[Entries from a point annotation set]

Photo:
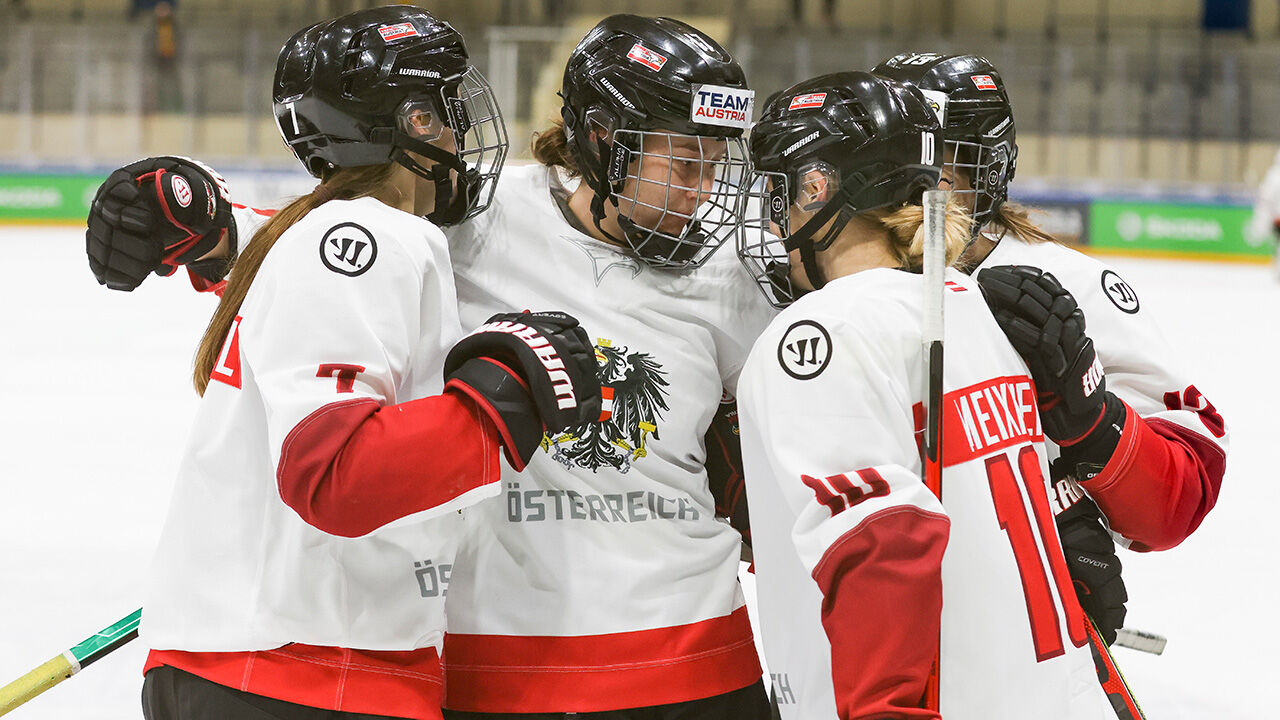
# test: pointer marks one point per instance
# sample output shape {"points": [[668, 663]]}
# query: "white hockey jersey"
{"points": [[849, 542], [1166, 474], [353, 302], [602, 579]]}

* * *

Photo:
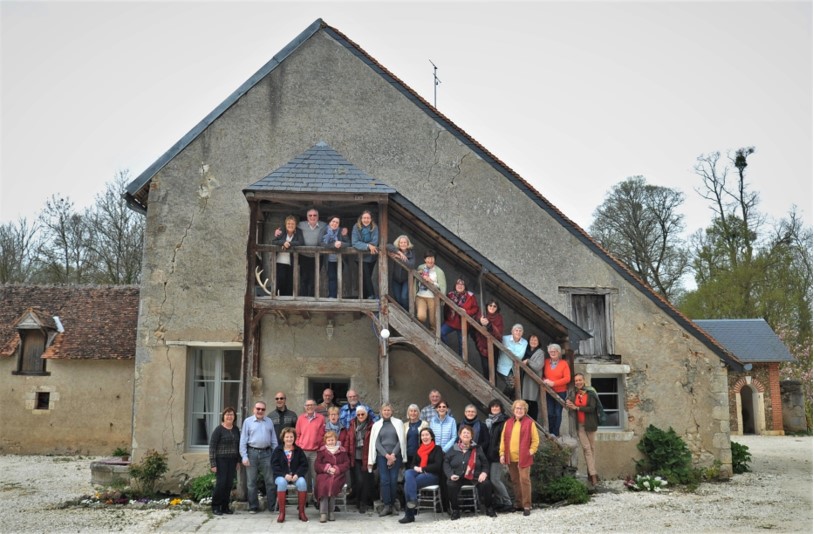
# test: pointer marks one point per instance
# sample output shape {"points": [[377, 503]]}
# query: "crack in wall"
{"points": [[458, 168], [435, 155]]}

---

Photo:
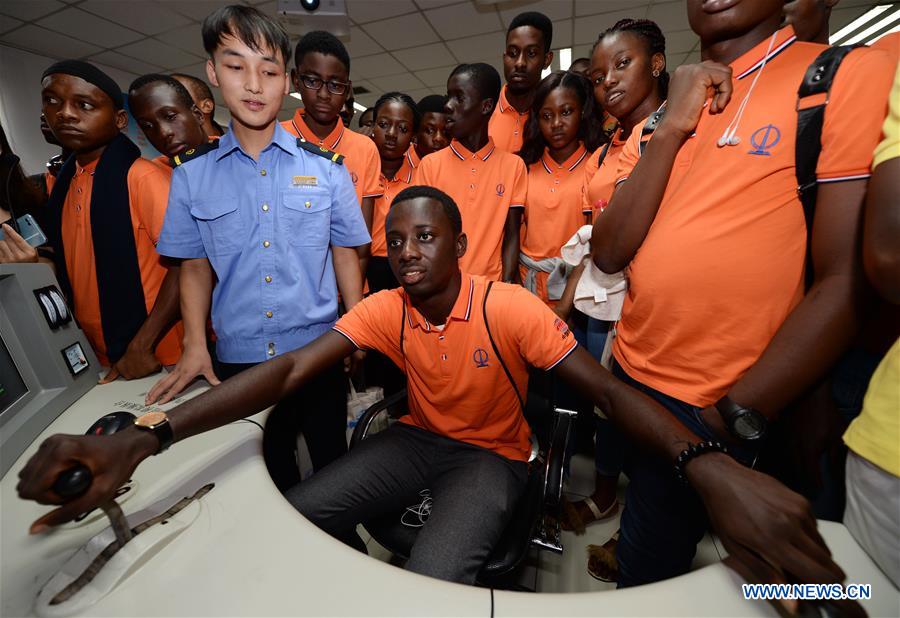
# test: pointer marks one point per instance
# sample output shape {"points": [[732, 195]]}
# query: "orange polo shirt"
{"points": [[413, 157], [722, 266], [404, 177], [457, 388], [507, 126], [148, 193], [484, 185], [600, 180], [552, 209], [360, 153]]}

* WHAT YOU NEED TO DO:
Tally the lines in the rows above that contain the string "shape", with case counting. Reply with the number alone.

* TASK SOLUTION:
3